--- What needs to be done ---
Below are records; please set down exactly the lines from the first through the one containing "box: [534, 100, 659, 151]".

--- Stored data entries ---
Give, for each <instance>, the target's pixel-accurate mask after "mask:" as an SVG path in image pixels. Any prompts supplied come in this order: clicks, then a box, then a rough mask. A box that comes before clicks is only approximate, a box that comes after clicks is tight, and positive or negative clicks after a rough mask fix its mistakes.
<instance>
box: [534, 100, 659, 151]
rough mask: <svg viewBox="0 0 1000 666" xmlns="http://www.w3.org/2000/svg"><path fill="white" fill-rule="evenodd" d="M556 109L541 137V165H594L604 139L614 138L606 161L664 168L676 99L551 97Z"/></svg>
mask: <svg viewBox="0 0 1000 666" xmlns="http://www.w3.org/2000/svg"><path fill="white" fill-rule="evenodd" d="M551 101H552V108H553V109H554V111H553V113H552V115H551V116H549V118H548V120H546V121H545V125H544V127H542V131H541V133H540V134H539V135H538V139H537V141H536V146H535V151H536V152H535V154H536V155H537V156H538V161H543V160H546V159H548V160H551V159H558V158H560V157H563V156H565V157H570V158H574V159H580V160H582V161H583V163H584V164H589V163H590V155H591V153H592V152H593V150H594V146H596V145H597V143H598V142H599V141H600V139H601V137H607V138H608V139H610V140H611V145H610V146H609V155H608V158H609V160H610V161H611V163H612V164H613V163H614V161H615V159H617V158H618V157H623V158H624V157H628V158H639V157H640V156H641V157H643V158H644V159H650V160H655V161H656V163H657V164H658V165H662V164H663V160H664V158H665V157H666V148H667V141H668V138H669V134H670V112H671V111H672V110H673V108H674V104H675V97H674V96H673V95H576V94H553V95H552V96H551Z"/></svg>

--- Answer for this exercise ---
Give, for each <instance>, the target's pixel-accurate mask after "mask:" as an SVG path in image pixels. Any prompts supplied come in this order: clicks, then a box, then a rough mask. A box that comes before clicks is only approximate, a box that comes after clicks is tight, and positive or negative clicks after a rough mask fix its mistakes.
<instance>
box: [534, 100, 659, 151]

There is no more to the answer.